The problem :: Repeat the data exactly as it appears.

Information provided ::

──────────────────────────────

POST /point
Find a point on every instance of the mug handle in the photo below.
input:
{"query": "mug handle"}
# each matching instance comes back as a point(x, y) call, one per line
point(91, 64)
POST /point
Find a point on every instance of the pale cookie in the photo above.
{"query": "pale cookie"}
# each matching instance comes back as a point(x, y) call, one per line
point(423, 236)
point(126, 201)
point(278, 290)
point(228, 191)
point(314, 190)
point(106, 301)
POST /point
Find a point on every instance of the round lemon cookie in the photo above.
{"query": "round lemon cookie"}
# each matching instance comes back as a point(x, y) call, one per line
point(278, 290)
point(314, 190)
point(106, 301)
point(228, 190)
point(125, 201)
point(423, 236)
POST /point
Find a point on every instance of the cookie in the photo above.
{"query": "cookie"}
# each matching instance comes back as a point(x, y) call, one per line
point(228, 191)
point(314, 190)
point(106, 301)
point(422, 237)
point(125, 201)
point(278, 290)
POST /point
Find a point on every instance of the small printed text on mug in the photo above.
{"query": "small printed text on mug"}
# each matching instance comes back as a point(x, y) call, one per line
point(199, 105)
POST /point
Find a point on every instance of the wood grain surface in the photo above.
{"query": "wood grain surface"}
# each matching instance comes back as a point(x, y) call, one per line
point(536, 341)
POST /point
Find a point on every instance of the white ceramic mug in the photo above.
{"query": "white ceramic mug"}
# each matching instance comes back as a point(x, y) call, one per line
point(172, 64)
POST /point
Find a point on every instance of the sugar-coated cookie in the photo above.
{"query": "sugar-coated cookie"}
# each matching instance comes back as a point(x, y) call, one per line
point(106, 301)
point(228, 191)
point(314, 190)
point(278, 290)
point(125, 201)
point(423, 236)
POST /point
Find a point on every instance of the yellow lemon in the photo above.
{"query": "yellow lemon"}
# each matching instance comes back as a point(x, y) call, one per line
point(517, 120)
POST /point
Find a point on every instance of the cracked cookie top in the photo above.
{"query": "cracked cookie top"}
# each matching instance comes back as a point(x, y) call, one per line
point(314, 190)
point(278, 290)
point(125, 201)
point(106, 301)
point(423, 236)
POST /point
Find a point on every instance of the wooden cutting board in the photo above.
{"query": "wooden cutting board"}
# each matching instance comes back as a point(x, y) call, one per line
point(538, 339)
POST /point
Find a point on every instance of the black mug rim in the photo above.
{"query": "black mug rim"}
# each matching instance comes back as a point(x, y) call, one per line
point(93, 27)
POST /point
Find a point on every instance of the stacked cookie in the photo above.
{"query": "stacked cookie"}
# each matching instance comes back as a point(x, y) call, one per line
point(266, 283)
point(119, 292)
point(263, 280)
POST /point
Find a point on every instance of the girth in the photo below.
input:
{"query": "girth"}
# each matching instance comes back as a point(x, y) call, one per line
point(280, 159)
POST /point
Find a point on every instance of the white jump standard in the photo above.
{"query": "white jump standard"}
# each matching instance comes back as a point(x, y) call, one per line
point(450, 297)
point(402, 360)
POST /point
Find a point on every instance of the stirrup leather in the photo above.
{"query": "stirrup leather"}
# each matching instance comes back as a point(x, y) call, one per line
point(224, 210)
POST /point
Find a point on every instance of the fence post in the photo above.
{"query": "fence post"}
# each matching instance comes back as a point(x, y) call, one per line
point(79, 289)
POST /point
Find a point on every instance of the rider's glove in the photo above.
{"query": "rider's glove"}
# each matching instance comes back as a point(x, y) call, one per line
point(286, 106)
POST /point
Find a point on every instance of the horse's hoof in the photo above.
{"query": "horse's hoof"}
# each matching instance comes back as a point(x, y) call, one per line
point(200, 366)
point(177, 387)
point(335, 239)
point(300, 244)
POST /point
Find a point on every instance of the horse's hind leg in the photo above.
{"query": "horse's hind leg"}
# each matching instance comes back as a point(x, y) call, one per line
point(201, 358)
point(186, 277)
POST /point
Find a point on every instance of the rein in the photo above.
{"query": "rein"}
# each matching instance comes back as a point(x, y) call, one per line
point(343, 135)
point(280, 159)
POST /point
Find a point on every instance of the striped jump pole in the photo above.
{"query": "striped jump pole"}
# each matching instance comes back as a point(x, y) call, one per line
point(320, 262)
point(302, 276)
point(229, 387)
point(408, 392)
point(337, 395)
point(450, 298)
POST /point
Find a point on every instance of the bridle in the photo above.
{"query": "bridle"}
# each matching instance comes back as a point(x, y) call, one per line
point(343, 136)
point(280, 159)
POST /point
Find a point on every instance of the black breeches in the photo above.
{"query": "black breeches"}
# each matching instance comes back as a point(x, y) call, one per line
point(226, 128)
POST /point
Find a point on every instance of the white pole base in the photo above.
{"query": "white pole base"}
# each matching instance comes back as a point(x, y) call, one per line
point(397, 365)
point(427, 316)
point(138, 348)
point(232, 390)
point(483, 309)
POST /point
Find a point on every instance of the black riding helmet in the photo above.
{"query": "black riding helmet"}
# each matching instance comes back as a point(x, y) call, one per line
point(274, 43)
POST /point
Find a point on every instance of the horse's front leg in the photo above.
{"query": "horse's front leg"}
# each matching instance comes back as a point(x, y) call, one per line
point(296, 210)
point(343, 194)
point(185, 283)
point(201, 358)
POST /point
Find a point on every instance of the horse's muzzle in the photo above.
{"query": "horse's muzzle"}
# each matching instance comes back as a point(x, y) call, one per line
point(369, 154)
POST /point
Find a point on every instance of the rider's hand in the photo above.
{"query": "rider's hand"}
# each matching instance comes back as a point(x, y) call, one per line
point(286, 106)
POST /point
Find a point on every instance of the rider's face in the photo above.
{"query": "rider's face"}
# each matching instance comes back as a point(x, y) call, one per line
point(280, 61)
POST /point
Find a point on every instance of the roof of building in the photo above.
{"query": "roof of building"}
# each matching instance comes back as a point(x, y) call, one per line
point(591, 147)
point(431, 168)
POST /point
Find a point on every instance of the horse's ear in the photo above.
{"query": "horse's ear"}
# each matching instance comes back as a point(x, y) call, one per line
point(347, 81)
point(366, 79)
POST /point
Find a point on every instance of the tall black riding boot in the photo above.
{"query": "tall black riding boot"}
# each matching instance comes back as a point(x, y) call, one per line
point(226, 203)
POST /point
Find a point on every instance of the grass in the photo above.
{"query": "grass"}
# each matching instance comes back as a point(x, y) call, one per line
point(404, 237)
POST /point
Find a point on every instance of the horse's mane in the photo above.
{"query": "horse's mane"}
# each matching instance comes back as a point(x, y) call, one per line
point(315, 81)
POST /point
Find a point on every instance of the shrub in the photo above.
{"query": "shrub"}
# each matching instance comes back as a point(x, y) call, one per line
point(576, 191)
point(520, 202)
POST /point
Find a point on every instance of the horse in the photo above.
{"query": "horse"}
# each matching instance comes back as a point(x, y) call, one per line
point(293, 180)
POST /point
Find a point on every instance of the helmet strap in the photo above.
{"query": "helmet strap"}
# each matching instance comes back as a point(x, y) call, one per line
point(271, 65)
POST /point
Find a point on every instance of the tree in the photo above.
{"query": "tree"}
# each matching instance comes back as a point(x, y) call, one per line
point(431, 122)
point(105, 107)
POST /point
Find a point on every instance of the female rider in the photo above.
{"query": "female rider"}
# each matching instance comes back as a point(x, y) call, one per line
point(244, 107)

──────────────────────────────

Answer ::
POST /point
Find a point on every instance of the mug handle in the photo below.
input:
{"query": "mug handle"}
# each matching instance comes back as a point(x, y) call, one per line
point(91, 64)
POST /point
Find a point on every instance of the pale cookie in the photo above.
{"query": "pale cookie"}
# each matching instance comes back as a point(x, y) call, one per line
point(423, 236)
point(126, 201)
point(278, 290)
point(228, 191)
point(314, 190)
point(106, 301)
POST /point
Find a point on every instance of the round lemon cookie in the photo above.
{"query": "round lemon cookie"}
# each matching instance comes back as a point(x, y) call, one per line
point(278, 290)
point(314, 190)
point(106, 301)
point(228, 190)
point(125, 201)
point(423, 236)
POST /point
Find a point on every instance of the cookie in the photo above.
{"query": "cookie"}
# each matching instance comes back as a point(x, y) call, one per line
point(228, 191)
point(314, 190)
point(106, 301)
point(422, 237)
point(125, 201)
point(278, 290)
POST /point
Find a point on every instance of the small printed text on mug in the photo above.
{"query": "small printed text on mug"}
# each matching instance comes back as a point(x, y) call, one per line
point(199, 105)
POST /point
Find a point on every instance of the wood grain surface in the photo above.
{"query": "wood grain surface"}
# each matching instance comes back as a point(x, y) call, one per line
point(536, 341)
POST /point
Find a point on every instance of the white ceramic mug in the photo above.
{"query": "white ceramic mug"}
# each matching instance comes back as a point(x, y) call, one per line
point(172, 64)
POST /point
Find a point on every instance of the sugar-coated cookie in the photo above.
{"query": "sugar-coated cookie"}
# each matching instance comes back as a point(x, y) call, one per line
point(106, 301)
point(228, 191)
point(314, 190)
point(278, 290)
point(125, 201)
point(423, 236)
POST /point
Find a point on every instance of the yellow lemon in the photo above.
{"query": "yellow lemon"}
# each matching instance comes back as a point(x, y) call, one per line
point(517, 120)
POST /point
Find a point on every instance of the cracked cookie top in the photo above.
{"query": "cracked cookie top"}
# each matching instance comes back as a point(x, y) call, one per line
point(314, 190)
point(278, 290)
point(125, 201)
point(106, 301)
point(423, 236)
POST /point
Find a point on every instance of the wooden cutting board in the photo above.
{"query": "wooden cutting board"}
# each matching instance comes back as a point(x, y) call, one per line
point(538, 339)
POST /point
Find a point on every instance of the black mug rim in the photo above.
{"query": "black mug rim"}
# each matching instance comes back as a point(x, y) call, one per line
point(93, 27)
POST /point
Find a point on every instance of the stacked cookie in the photo above.
{"query": "stacked cookie"}
# each matching instance comes back as a point(x, y) call, one per line
point(266, 283)
point(119, 292)
point(263, 280)
POST /point
Find a point on every instance of the girth in the photo below.
input:
{"query": "girth"}
# each matching instance comes back as a point(x, y) call, one per line
point(280, 159)
POST /point
Find a point on every instance of the white jump standard in the photo above.
{"query": "white jump standard"}
# each matching instance comes back as a point(x, y) call, one per line
point(450, 297)
point(402, 360)
POST /point
Find a point on every instance of the stirrup leather in the photo above.
{"query": "stirrup leather"}
# each matching instance comes back as a point(x, y) call, one per line
point(224, 210)
POST /point
Find a point on every instance of the fence post in the photo above.
{"query": "fence post"}
# each matching instance comes back as a point(x, y) call, one per line
point(79, 289)
POST /point
Find a point on every instance of the rider's glove in the photo above.
{"query": "rider's glove"}
# each matching instance comes back as a point(x, y) call, one per line
point(286, 106)
POST /point
Find a point on every instance of the horse's hoof in the photo above.
{"query": "horse's hoof"}
# each matching instance comes back as a point(x, y) call, one per line
point(200, 366)
point(177, 387)
point(335, 239)
point(300, 244)
POST /point
Find a point on every instance of the horse's hind leg in the photo above.
{"query": "horse's hind leg"}
# each matching instance comes back as a point(x, y) call, one per line
point(201, 358)
point(186, 277)
POST /point
Find a point on every instance of the rein in the photo above.
{"query": "rein"}
# each matching instance comes back as a point(x, y) call, one per line
point(343, 135)
point(280, 159)
POST /point
Find a point on every instance of the striped jump pole in the photo above.
{"query": "striped jump pole"}
# each matching instance comes back as a point(x, y) call, one per line
point(320, 262)
point(302, 276)
point(229, 387)
point(408, 392)
point(337, 395)
point(450, 298)
POST /point
Find a point on every instance of the bridle in the photo above.
{"query": "bridle"}
# each matching instance comes back as a point(x, y) call, one per line
point(343, 136)
point(280, 159)
POST /point
Find a point on every instance of the black breeches in the photo above.
{"query": "black breeches"}
# each matching instance comes back as a point(x, y) call, one per line
point(226, 128)
POST /point
Find a point on every instance of the white pole base in the photo above.
{"query": "white pole base"}
# each matching instance comes back as a point(x, y) call, one per line
point(397, 365)
point(427, 316)
point(138, 348)
point(232, 390)
point(483, 309)
POST /point
Find a point on every instance of the black riding helmet in the photo above.
{"query": "black riding helmet"}
# each matching instance comes back as a point(x, y) call, one per line
point(274, 43)
POST /point
Find a point on every instance of the horse's front leg in the photo above.
{"query": "horse's front leg"}
# each matching instance comes back as a point(x, y) call, one per line
point(296, 210)
point(343, 194)
point(185, 283)
point(201, 358)
POST /point
Find a point on every instance of the horse's muzzle in the photo above.
{"query": "horse's muzzle"}
# each matching instance comes back as a point(x, y) call, one per line
point(369, 154)
POST /point
Find a point on every instance of the rider's hand in the photo above.
{"query": "rider's hand"}
# each matching instance comes back as a point(x, y) call, one per line
point(286, 106)
POST /point
Find a point on every instance of the rider's face in the photo above.
{"query": "rider's face"}
# each matching instance comes back as a point(x, y) call, one per line
point(280, 61)
POST /point
Find a point on every instance of the roof of building in the photo above.
{"query": "roof of building"}
# each matching instance comes back as a point(x, y) call, one per line
point(591, 147)
point(431, 168)
POST /point
Find a point on every instance of the horse's ear in the photo above.
{"query": "horse's ear"}
# each matching instance comes back as a point(x, y) call, one per line
point(347, 81)
point(366, 79)
POST /point
Find a point on every instance of the tall black riding boot in the photo above.
{"query": "tall black riding boot"}
# each matching instance comes back as a point(x, y) call, one per line
point(226, 203)
POST /point
Find a point on every instance of the grass in the photo above.
{"query": "grass"}
# each matching instance comes back as a point(x, y) call, one per line
point(404, 237)
POST /point
Find a point on every instance of the horse's mane in the photo above.
{"query": "horse's mane"}
# each matching instance comes back as a point(x, y) call, one per line
point(315, 81)
POST /point
Find a point on every instance of the shrub in the photo above.
{"query": "shrub"}
# each matching instance comes back as a point(x, y) call, one per line
point(576, 191)
point(520, 202)
POST /point
Find a point on every instance of the horse in the photo above.
{"query": "horse"}
# each matching instance comes back as a point(x, y) call, one per line
point(293, 180)
POST /point
Find a point on every instance of the helmet strap in the photo above.
{"query": "helmet strap"}
# each matching instance comes back as a point(x, y) call, one per line
point(271, 65)
POST /point
Find a point on every instance of the tree in the photo above.
{"query": "tree"}
# each matching instance comes back as a point(x, y) call, one per line
point(431, 122)
point(105, 107)
POST /point
Find a point on every instance of the female rider in the photo above.
{"query": "female rider"}
# each matching instance comes back as a point(x, y) call, one per line
point(244, 107)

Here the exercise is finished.